• MATERIAL FOR THIS TASK
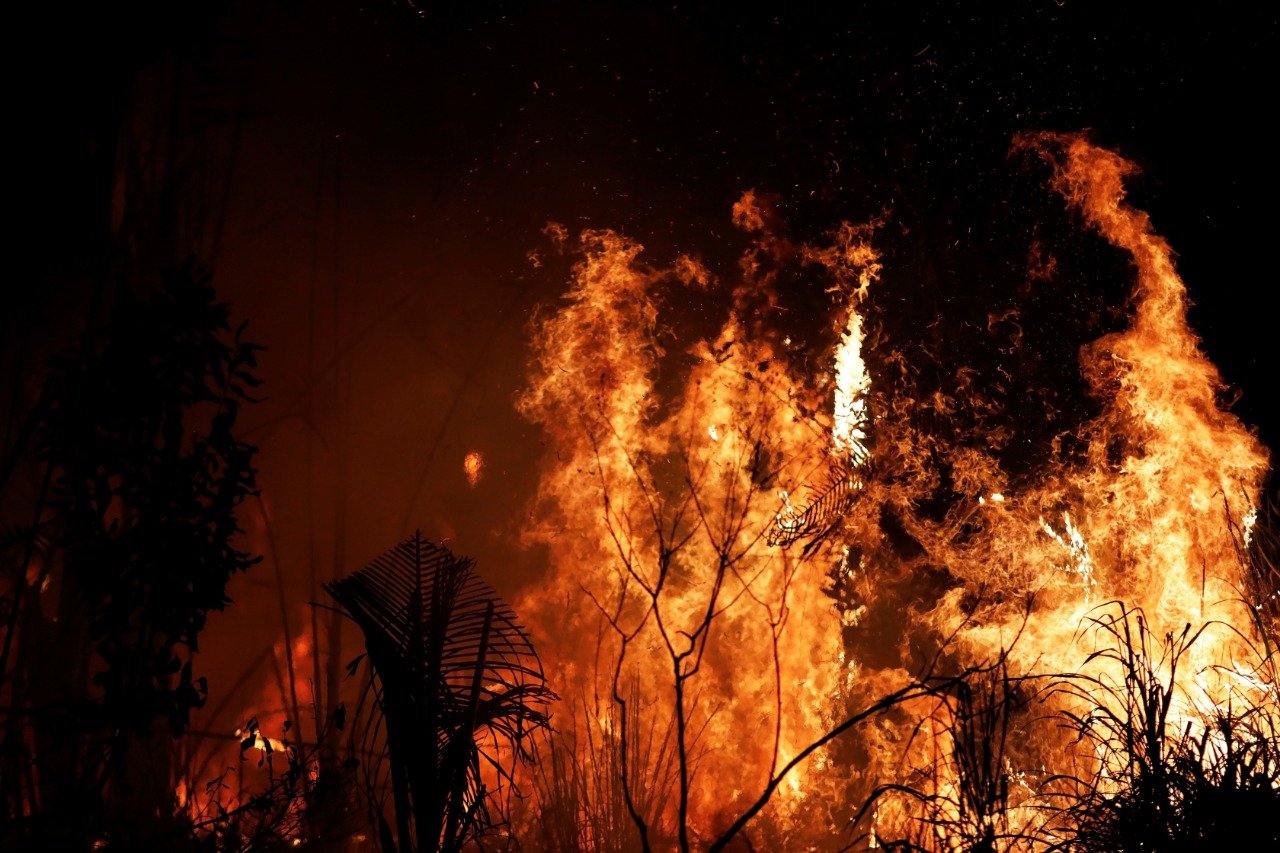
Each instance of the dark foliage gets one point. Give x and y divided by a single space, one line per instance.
458 685
137 532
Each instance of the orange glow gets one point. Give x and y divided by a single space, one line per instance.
720 475
472 465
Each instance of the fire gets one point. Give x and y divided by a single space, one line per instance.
726 560
472 465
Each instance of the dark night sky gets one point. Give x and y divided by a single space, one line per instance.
394 165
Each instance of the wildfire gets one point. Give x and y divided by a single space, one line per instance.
472 465
740 596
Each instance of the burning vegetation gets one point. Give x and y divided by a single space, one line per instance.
789 615
808 585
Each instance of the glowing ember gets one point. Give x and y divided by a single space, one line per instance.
739 596
472 465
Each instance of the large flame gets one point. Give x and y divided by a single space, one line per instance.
737 550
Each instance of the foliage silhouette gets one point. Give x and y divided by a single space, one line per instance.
133 542
458 685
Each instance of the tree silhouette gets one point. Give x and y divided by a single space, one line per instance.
136 523
458 685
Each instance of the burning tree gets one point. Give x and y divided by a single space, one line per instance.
457 687
757 538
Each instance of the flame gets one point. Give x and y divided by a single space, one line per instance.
472 465
731 574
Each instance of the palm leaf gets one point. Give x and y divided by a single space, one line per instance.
460 684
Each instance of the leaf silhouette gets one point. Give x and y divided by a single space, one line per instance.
461 685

• TASK TO COMPLETE
Please format every line of the records above as a numbered list, skipping any blank lines and leaving out the pictures.

• FINAL ANSWER
1. Each instance of the dark foliage gets one point. Give x and y divided by a single space, one line per instance.
2. 458 685
3. 137 532
4. Each instance of the orange glow gets one point. Give x and y divided by a single space, one line per instance.
5. 720 475
6. 472 465
7. Each instance of the fire gets one point. Give x and y divided by a single space, one line per instance.
8. 726 560
9. 472 465
10. Each instance of the dark night sky gets one point. Give x and y divided by a single space, one line per instance.
11. 394 165
12. Each instance of the wildfire gets one point. Give x and y divided by a single space, one line per instance.
13. 472 465
14. 740 596
15. Each instance of the burning vegetation gets one point. Give x and y divided by a single space, one line per instance.
16. 789 615
17. 808 585
18. Each instance of the glowing ember gets one point. Give x and y divided by a single space, one line per instance.
19. 739 596
20. 472 465
21. Each instance of the large flame gets one point. Give x and y divided by a single space, one line per instance.
22. 737 550
23. Each instance of the foliage silhouette gets one point. Give x and y divided by a single space, one line per instance.
24. 133 542
25. 458 685
26. Each instance of the tree silhouette gets one point. Give x and y divided by a single space, one line per instance.
27. 136 523
28. 458 685
29. Each instance of the burning tree gets one point. Give x and y divided by a single space, one line per instance.
30. 457 687
31. 757 538
32. Each instance of the flame gets one point. Give x and y divided by a single space, one line per instance.
33. 472 465
34. 731 574
35. Each instance of the palm leaf gets one point. Give x and y divided by a single space, one line per instance.
36. 460 684
37. Each instance of the leaf silhouette gets one point. Give x and y divided by a single space, one line per instance.
38. 461 685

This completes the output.